- **Aim of the task**
When you write out the entries, keep every line exactly as it appears.

- **Provided information**
▼

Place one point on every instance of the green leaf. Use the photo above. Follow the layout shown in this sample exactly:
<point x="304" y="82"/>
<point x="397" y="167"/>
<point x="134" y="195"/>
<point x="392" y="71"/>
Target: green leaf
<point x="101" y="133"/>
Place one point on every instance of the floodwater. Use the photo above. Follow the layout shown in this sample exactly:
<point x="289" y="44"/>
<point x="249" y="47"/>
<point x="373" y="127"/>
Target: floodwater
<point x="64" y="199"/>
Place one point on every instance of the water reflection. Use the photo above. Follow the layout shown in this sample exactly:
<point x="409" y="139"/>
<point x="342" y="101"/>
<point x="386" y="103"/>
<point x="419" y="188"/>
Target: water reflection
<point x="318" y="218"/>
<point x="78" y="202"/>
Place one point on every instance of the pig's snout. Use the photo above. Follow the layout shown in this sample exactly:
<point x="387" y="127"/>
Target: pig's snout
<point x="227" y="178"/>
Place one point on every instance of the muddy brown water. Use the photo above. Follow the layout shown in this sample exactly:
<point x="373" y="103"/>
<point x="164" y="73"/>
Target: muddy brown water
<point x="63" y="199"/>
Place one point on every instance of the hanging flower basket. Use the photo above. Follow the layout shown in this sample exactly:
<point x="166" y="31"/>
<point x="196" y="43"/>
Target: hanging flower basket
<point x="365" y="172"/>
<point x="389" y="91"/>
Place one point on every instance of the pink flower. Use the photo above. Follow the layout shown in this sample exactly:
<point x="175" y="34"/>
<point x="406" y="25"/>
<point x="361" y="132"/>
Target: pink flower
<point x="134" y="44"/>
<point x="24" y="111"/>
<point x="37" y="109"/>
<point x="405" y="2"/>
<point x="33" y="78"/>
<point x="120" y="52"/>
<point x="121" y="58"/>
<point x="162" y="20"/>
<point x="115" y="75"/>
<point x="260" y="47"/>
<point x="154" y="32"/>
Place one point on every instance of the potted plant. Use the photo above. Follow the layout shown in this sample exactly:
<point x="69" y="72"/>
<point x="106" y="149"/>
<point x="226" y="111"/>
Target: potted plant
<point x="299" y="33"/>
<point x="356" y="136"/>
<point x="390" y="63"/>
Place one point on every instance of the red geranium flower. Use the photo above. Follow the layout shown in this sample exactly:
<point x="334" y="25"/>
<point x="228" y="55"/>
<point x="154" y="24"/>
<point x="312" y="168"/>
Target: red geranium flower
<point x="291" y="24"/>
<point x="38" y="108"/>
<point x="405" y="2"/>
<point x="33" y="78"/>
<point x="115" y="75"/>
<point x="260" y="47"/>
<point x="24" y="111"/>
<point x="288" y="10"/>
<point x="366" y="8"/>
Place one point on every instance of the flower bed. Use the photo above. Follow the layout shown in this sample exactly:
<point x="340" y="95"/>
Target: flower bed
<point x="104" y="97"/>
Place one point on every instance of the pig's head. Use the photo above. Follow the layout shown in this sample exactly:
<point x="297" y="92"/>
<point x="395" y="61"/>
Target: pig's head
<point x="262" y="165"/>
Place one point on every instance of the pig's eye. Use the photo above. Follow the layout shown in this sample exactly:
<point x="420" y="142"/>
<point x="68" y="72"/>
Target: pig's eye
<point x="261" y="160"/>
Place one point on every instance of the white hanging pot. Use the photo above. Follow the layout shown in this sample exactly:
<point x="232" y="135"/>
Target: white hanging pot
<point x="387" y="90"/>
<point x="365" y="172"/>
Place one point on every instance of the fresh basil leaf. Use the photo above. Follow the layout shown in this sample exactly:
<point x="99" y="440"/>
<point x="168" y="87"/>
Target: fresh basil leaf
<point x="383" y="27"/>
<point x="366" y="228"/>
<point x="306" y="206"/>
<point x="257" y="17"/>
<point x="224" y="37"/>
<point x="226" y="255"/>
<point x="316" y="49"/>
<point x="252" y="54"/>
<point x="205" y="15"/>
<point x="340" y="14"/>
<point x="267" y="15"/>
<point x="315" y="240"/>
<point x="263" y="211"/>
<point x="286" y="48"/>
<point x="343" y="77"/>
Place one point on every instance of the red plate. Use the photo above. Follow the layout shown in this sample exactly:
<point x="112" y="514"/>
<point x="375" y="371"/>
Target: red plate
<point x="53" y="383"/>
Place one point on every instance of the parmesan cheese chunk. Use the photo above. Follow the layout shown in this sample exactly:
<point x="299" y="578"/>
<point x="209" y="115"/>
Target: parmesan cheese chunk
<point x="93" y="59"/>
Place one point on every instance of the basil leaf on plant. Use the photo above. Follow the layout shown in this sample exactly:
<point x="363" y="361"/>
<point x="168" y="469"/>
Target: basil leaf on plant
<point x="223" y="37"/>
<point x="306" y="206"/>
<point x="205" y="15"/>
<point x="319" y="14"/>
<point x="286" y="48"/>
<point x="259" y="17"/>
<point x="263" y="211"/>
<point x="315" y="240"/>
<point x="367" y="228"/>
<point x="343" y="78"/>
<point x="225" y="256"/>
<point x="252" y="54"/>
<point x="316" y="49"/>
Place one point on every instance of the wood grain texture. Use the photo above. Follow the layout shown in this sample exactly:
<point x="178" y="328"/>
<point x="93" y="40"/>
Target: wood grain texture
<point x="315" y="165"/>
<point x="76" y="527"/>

▲

- **Exercise result**
Place one point on every instance of the green leaf. Use the photo above. Follow the layout shown in this sample exactly:
<point x="304" y="82"/>
<point x="397" y="167"/>
<point x="134" y="195"/>
<point x="392" y="71"/>
Target: green leaf
<point x="101" y="133"/>
Place one point on every instance of the floodwater. Use the photo above. Follow the layout shown in this sample exactly:
<point x="289" y="44"/>
<point x="249" y="47"/>
<point x="373" y="127"/>
Target: floodwater
<point x="64" y="199"/>
Place one point on every instance of the water reflection. Use the photo above. Follow the layout shown in this sample exactly:
<point x="409" y="139"/>
<point x="342" y="101"/>
<point x="386" y="103"/>
<point x="419" y="188"/>
Target: water reflection
<point x="318" y="218"/>
<point x="78" y="202"/>
Place one point on every instance of the pig's snout. Use the photo above. Follow the layout shown in this sample exactly:
<point x="387" y="127"/>
Target: pig's snout
<point x="227" y="178"/>
Place one point on every instance of the muddy brown water. Use the photo above. Follow the layout shown in this sample exactly:
<point x="373" y="103"/>
<point x="164" y="73"/>
Target: muddy brown water
<point x="63" y="199"/>
Place one point on every instance of the hanging flower basket. Use the photo above. Follow the layout shown in this sample exactly:
<point x="166" y="31"/>
<point x="196" y="43"/>
Target: hanging flower basket
<point x="365" y="172"/>
<point x="389" y="91"/>
Place one point on every instance of the pink flower. Use the photo above. Follow the layout shown in this sample exactly:
<point x="175" y="34"/>
<point x="406" y="25"/>
<point x="361" y="132"/>
Target: pink flower
<point x="134" y="44"/>
<point x="24" y="111"/>
<point x="37" y="109"/>
<point x="405" y="2"/>
<point x="33" y="78"/>
<point x="120" y="52"/>
<point x="121" y="58"/>
<point x="162" y="20"/>
<point x="115" y="75"/>
<point x="260" y="47"/>
<point x="154" y="32"/>
Place one point on every instance of the potted plant. Use the photo above. Follow the layout shown in this sample exactly:
<point x="69" y="72"/>
<point x="106" y="149"/>
<point x="226" y="111"/>
Target: potted plant
<point x="299" y="33"/>
<point x="356" y="136"/>
<point x="390" y="63"/>
Place one point on every instance of the red geranium flower. Use the photo above. Follow the layout shown in this sample exactly:
<point x="334" y="25"/>
<point x="228" y="55"/>
<point x="154" y="24"/>
<point x="312" y="168"/>
Target: red geranium flower
<point x="291" y="24"/>
<point x="38" y="108"/>
<point x="405" y="2"/>
<point x="33" y="78"/>
<point x="115" y="75"/>
<point x="260" y="47"/>
<point x="24" y="111"/>
<point x="288" y="10"/>
<point x="366" y="8"/>
Place one point on every instance of the flower bed. Use the photo above. Follow the layout shown in this sample exactly:
<point x="340" y="95"/>
Target: flower bed
<point x="104" y="97"/>
Place one point on every instance of the pig's head. Use the photo above. Follow the layout shown in this sample exactly:
<point x="297" y="92"/>
<point x="395" y="61"/>
Target: pig's head
<point x="262" y="165"/>
Place one point on every instance of the pig's eye. Use the photo above. Follow the layout shown in this sample exactly:
<point x="420" y="142"/>
<point x="68" y="72"/>
Target: pig's eye
<point x="261" y="160"/>
Place one point on every instance of the white hanging pot. Use the photo above. Follow the layout shown in this sample exactly:
<point x="232" y="135"/>
Target: white hanging pot
<point x="387" y="90"/>
<point x="365" y="172"/>
Place one point on every instance of the fresh basil leaf. Use the photo above. Follow the layout shown in this sample exactly:
<point x="99" y="440"/>
<point x="168" y="87"/>
Target: fresh basil leaf
<point x="383" y="27"/>
<point x="366" y="228"/>
<point x="306" y="206"/>
<point x="257" y="17"/>
<point x="224" y="37"/>
<point x="226" y="255"/>
<point x="316" y="49"/>
<point x="252" y="54"/>
<point x="205" y="15"/>
<point x="340" y="14"/>
<point x="267" y="15"/>
<point x="315" y="240"/>
<point x="263" y="211"/>
<point x="286" y="48"/>
<point x="343" y="77"/>
Place one point on every instance of the red plate. Use the photo above. Follow the layout shown in this sample exactly:
<point x="112" y="514"/>
<point x="375" y="371"/>
Target: red plate
<point x="53" y="383"/>
Place one point on every instance of the parmesan cheese chunk. Use the photo above. Follow the layout shown in this sample exactly:
<point x="299" y="578"/>
<point x="209" y="115"/>
Target: parmesan cheese chunk
<point x="93" y="59"/>
Place one point on every instance of the basil leaf on plant. Use the photo above. Follow the layout shown in this sample exactly:
<point x="363" y="361"/>
<point x="168" y="469"/>
Target: basil leaf on plant
<point x="223" y="37"/>
<point x="306" y="206"/>
<point x="205" y="15"/>
<point x="319" y="14"/>
<point x="286" y="48"/>
<point x="259" y="17"/>
<point x="263" y="211"/>
<point x="315" y="240"/>
<point x="367" y="228"/>
<point x="343" y="78"/>
<point x="225" y="256"/>
<point x="252" y="54"/>
<point x="316" y="49"/>
Place one point on every instance of the wood grain texture. Use the photo above. Follow the layout shown in this sample exactly:
<point x="178" y="328"/>
<point x="93" y="40"/>
Target: wood grain texture
<point x="315" y="165"/>
<point x="76" y="527"/>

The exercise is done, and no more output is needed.